What this task involves:
Rescale the stretch of material from the line containing "Game engine object recognition — detect forest" through the end of the material, both ends included. Reproduce all of those lines, requests included, but multiply every bounding-box coordinate in the answers by 0.6 and round to whole numbers, with halves rounded up.

Exercise materials:
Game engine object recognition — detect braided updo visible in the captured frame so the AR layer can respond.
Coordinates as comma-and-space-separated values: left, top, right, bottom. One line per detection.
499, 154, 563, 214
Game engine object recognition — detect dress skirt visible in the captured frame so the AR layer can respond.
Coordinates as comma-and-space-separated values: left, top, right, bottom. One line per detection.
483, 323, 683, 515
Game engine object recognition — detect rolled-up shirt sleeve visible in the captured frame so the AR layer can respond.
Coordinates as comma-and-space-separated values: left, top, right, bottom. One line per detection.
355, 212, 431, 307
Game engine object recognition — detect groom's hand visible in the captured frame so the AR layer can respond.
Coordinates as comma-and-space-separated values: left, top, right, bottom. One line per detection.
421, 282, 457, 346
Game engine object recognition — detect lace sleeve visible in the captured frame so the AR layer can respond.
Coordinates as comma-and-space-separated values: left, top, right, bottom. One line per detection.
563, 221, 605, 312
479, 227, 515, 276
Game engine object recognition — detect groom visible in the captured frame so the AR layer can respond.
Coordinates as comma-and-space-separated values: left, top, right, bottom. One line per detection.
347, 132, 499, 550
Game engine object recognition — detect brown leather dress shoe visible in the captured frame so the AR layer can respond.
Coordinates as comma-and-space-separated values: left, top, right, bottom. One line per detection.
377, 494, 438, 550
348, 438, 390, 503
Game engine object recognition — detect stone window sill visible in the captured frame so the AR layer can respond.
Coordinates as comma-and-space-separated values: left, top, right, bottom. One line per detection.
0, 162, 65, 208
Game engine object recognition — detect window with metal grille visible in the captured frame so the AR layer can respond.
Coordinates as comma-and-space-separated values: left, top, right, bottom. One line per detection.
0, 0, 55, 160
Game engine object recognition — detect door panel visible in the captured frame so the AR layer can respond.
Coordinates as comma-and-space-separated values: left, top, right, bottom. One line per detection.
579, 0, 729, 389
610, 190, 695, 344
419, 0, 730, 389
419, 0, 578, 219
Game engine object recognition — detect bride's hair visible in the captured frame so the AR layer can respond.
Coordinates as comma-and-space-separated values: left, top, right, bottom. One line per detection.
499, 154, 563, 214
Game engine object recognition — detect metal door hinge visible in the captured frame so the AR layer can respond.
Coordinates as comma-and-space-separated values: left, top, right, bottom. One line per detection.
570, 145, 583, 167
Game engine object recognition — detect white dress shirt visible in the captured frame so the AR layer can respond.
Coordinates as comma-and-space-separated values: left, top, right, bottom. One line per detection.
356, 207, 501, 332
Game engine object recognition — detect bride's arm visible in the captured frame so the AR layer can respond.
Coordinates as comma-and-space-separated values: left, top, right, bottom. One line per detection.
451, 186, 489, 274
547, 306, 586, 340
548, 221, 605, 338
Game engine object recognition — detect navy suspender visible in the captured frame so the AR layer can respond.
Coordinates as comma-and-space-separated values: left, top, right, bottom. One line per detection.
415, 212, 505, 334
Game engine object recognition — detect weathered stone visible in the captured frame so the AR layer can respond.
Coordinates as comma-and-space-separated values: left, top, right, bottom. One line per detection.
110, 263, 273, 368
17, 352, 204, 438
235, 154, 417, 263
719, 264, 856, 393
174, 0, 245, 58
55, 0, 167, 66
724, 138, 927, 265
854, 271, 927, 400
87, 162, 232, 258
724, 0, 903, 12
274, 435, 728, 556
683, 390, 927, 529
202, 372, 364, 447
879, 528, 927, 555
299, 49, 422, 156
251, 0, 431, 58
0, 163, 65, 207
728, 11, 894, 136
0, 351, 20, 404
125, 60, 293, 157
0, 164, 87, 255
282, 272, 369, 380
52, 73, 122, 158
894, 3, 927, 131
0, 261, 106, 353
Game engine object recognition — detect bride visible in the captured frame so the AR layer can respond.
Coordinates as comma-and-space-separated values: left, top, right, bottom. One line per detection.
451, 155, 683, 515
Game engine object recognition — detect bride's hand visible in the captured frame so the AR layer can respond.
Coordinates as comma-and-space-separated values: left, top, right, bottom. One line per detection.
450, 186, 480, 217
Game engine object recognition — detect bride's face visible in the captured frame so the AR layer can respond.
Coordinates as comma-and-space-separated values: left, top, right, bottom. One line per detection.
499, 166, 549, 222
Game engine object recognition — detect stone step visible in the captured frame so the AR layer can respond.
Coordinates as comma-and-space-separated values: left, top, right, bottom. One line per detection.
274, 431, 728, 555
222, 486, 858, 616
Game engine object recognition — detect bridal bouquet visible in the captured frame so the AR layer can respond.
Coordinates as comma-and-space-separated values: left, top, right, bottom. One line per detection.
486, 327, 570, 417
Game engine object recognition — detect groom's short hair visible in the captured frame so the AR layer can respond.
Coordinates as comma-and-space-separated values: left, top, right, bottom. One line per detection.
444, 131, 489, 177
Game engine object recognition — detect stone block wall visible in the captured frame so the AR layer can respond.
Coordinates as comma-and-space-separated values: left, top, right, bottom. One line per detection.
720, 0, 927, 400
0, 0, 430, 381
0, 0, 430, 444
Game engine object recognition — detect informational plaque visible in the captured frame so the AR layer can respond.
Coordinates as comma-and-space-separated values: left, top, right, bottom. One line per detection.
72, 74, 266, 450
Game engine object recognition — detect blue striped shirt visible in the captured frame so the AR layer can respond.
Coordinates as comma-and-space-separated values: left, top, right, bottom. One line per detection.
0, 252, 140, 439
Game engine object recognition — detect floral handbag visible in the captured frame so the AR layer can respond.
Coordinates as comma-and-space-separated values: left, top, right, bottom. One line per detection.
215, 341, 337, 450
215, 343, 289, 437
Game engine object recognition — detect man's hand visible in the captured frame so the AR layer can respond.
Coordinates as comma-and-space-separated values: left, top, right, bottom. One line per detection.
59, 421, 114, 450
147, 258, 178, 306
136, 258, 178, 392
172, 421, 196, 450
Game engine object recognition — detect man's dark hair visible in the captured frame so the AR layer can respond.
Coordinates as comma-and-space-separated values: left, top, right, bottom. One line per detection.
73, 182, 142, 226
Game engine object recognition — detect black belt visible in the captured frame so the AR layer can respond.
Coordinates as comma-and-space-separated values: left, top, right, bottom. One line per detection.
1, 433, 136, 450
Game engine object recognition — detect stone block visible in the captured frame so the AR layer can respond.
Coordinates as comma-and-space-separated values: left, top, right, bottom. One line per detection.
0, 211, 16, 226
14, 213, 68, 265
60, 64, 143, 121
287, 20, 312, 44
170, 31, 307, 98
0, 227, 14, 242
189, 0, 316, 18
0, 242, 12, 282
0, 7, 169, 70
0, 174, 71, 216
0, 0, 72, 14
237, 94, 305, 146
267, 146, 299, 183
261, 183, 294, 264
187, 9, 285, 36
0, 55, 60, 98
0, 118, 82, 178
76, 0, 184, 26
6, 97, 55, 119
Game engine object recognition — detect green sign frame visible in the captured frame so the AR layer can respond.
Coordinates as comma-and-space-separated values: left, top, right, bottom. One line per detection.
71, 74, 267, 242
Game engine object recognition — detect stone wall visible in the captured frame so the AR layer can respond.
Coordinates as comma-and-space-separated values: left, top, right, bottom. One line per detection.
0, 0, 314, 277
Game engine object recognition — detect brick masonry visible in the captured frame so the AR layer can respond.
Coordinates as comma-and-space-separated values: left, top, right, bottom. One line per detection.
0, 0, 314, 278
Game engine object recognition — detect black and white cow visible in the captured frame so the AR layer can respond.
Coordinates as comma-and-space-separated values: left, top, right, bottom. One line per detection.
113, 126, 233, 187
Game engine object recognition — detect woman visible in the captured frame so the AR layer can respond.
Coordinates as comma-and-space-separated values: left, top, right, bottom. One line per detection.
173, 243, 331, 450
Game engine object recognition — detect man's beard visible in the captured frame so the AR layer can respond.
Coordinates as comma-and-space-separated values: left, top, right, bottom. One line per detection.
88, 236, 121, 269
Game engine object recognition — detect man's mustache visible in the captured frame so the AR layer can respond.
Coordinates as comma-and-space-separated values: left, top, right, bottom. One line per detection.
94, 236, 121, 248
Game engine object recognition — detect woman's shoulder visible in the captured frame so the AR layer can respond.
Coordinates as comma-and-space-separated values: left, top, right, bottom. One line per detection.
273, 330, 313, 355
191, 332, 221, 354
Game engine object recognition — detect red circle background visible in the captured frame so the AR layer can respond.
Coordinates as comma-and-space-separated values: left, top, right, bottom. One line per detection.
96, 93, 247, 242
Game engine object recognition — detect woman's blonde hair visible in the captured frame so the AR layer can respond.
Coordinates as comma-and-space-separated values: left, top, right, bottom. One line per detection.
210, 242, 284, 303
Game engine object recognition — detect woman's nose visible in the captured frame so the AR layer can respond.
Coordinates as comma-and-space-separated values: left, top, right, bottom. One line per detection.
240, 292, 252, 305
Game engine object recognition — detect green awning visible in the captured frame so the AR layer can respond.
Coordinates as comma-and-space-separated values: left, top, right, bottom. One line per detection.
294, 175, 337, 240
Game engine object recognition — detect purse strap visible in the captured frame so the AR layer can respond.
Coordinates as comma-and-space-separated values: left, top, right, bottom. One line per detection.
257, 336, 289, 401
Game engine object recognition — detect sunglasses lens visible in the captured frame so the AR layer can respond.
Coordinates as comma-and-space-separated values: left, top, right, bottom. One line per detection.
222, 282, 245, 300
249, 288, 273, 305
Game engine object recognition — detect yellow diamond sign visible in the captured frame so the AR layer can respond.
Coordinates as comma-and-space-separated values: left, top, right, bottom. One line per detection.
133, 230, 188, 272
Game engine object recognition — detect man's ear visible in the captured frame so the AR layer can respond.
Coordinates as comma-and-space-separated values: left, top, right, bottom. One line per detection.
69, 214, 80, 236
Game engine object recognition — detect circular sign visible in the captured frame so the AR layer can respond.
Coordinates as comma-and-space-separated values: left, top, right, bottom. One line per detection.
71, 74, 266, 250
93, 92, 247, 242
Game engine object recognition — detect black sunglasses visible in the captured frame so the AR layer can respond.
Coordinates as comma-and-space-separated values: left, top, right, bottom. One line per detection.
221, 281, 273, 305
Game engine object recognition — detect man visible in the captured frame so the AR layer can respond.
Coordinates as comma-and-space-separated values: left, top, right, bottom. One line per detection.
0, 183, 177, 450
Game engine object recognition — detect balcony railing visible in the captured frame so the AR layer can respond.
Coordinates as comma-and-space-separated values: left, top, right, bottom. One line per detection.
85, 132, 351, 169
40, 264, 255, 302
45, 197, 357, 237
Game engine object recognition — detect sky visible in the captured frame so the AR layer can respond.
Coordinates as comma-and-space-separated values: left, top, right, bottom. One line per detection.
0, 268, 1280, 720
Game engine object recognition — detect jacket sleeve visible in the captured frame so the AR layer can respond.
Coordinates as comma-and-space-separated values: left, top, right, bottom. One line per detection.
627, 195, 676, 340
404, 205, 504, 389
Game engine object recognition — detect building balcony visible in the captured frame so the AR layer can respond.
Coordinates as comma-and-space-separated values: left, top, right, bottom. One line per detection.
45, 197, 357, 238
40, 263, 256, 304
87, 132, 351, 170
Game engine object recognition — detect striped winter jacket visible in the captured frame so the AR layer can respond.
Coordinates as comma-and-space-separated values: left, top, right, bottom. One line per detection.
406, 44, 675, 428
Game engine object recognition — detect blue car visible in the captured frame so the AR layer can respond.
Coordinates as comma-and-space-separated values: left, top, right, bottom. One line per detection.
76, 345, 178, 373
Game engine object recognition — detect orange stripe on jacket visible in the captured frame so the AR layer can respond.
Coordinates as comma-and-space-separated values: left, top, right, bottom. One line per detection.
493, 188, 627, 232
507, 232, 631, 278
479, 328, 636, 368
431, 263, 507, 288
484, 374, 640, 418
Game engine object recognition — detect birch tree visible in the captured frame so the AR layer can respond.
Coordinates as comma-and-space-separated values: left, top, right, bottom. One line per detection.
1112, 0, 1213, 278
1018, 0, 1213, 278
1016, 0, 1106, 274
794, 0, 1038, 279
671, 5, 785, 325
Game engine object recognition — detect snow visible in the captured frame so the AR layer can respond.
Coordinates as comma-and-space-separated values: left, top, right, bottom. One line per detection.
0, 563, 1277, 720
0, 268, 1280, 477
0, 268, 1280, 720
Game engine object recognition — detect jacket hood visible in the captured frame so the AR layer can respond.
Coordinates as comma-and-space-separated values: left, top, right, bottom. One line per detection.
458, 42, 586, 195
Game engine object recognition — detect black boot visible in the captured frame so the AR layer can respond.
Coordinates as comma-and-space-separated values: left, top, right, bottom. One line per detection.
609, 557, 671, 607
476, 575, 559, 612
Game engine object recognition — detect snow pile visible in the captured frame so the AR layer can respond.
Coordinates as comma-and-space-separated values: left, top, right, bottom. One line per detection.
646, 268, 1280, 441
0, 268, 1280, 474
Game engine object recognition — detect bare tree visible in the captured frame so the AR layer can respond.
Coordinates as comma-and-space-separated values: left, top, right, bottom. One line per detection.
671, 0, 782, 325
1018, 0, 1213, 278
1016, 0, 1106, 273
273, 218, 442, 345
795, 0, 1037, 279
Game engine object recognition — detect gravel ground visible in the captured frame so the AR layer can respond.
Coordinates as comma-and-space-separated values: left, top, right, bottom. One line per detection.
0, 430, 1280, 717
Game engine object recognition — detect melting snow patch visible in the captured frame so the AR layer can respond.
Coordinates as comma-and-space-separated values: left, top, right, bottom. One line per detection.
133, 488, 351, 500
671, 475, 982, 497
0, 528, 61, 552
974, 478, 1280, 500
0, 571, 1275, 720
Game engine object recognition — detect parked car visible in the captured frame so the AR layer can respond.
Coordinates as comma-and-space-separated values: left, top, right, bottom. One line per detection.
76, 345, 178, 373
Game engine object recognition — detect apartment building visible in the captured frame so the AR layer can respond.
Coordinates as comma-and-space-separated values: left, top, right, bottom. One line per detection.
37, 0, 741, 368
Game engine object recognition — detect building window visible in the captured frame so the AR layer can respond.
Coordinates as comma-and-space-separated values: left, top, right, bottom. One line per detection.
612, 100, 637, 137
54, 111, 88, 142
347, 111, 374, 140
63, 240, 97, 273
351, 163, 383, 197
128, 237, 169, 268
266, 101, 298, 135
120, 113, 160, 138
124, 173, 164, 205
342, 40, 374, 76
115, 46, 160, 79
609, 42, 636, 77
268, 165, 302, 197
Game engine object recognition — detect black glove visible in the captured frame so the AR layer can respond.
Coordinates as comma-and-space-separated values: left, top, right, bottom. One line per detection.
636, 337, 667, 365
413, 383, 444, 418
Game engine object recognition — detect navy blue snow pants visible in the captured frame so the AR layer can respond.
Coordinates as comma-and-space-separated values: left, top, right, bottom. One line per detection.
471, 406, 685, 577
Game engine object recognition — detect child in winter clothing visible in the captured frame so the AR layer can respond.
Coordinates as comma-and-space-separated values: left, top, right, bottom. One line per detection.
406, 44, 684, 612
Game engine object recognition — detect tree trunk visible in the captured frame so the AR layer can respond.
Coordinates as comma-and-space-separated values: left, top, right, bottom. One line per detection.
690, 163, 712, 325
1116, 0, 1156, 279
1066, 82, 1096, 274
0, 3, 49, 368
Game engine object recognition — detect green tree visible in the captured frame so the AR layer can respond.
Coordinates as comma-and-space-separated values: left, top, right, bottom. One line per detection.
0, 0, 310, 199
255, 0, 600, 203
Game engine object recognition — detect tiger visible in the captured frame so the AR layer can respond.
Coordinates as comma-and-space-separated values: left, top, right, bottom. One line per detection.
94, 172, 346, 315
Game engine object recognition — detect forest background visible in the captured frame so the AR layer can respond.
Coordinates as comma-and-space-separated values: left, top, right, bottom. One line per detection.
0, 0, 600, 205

Response:
Game engine object recognition — detect forest background visible in the captured frame so the AR layer can respond.
Coordinates as comma-and-space-separated values: left, top, right, bottom. One line per detection.
0, 0, 360, 123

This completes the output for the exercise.